## WORK TO BE COMPLETED
Rewrite all the records below as a numbered list with one item per line, skipping blank lines and leaving out the pictures.

## DATA
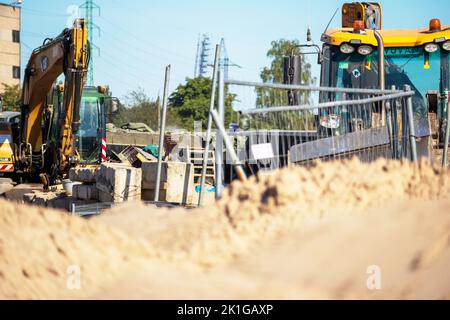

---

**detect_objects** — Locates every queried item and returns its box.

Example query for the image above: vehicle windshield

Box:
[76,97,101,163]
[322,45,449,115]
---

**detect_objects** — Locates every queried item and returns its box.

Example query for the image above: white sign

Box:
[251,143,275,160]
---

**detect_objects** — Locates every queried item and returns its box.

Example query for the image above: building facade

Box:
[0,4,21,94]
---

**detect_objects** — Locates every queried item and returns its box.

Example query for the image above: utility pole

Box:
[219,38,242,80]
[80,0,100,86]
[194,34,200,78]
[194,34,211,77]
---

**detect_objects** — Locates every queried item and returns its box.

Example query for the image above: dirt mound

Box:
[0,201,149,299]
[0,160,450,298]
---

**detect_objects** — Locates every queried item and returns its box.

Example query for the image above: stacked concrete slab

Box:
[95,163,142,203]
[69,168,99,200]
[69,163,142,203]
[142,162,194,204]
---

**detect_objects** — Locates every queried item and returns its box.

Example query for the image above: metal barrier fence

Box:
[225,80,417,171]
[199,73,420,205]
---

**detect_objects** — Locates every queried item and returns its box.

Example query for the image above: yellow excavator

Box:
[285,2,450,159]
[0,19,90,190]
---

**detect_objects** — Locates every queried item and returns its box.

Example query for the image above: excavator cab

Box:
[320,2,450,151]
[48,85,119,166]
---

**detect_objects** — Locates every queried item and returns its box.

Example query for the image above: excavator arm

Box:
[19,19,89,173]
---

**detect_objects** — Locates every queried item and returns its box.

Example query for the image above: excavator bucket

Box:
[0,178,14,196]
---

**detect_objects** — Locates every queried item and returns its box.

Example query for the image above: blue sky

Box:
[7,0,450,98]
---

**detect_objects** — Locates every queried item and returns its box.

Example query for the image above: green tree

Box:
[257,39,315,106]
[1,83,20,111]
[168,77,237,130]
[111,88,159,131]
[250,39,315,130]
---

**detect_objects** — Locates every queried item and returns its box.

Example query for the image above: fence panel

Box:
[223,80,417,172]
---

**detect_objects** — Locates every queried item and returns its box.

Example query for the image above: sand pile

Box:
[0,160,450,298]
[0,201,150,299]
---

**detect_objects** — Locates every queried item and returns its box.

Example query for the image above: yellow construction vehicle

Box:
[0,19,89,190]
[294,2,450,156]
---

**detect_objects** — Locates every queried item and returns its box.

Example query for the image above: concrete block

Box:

## RESPONSE
1. ---
2. **detect_objects** — Locates every queried item and returns its box.
3. Example query for the image above: vehicle windshield
4. Box:
5. [76,97,101,163]
6. [322,45,449,115]
7. ---
8. **detect_objects** — Locates every queried item and returns its box.
9. Example query for the image above: white sign
10. Box:
11. [251,143,275,160]
12. ---
13. **detect_objects** — Locates every queried item and returns its box.
14. Example query for the image above: building facade
15. Box:
16. [0,4,21,94]
17. ---
18. **detect_objects** — Locates every queried item and returns its box.
19. Example query for the image above: utility pole
20. Box:
21. [219,38,242,80]
22. [80,0,100,86]
23. [194,34,200,78]
24. [194,34,211,77]
25. ---
26. **detect_objects** — Locates every queried item and returns its box.
27. Example query for the image above: dirt mound
28. Box:
29. [0,201,149,299]
30. [0,160,450,298]
31. ---
32. **detect_objects** — Locates every queried item and returns its box.
33. Example query for the image above: stacked concrete slab
34. Box:
35. [95,163,142,203]
36. [69,168,99,200]
37. [69,163,142,203]
38. [142,162,194,204]
39. ---
40. **detect_objects** — Locates every queried item and returns its box.
41. Example query for the image above: metal barrier fence
42. Box:
43. [225,80,417,171]
44. [199,73,420,205]
45. ---
46. **detect_objects** — Locates every queried item and returns its box.
47. Example query for the image above: yellow excavator
48. Box:
49. [285,2,450,159]
50. [0,19,90,190]
51. ---
52. **detect_objects** — Locates every queried item and returns its box.
53. Example query for the image above: excavator cab
54. Box:
55. [320,2,450,151]
56. [48,85,119,166]
57. ---
58. **detect_objects** — Locates every queried item and returns its box.
59. Example query for the image above: excavator arm
60. Box:
61. [19,19,89,173]
62. ---
63. **detect_objects** — Locates every queried item and returns its box.
64. Example query for the image above: excavator bucket
65. Box:
66. [0,178,14,196]
67. ---
68. **detect_objects** — Locates every queried item and returns its box.
69. Example query for the image above: blue sky
70. Box:
71. [7,0,450,98]
72. ---
73. **detect_objects** — Locates every queried item and returns its box.
74. Example query for the image above: green tree
75. Box:
76. [257,39,315,106]
77. [1,83,20,111]
78. [168,77,237,130]
79. [111,88,159,131]
80. [250,39,315,130]
81. ---
82. **detect_objects** — Locates every queried item and returns its box.
83. Example query for the image above: fence panel
84. Box:
85. [223,80,417,172]
86. ---
87. **detect_objects** — Locates every queried item and returns its box.
88. Example query for the image above: sand pile
89. Box:
90. [0,160,450,298]
91. [0,201,150,299]
92. ---
93. **detect_objects** — Locates every queried item and returns its box.
94. Example query for the image above: yellow construction vehicle
95. Box:
96. [0,19,89,190]
97. [294,2,450,156]
98. ---
99. **detect_objects** — Locates every queried item and returns its box.
100. Example query for the image above: concrete block
101. Box:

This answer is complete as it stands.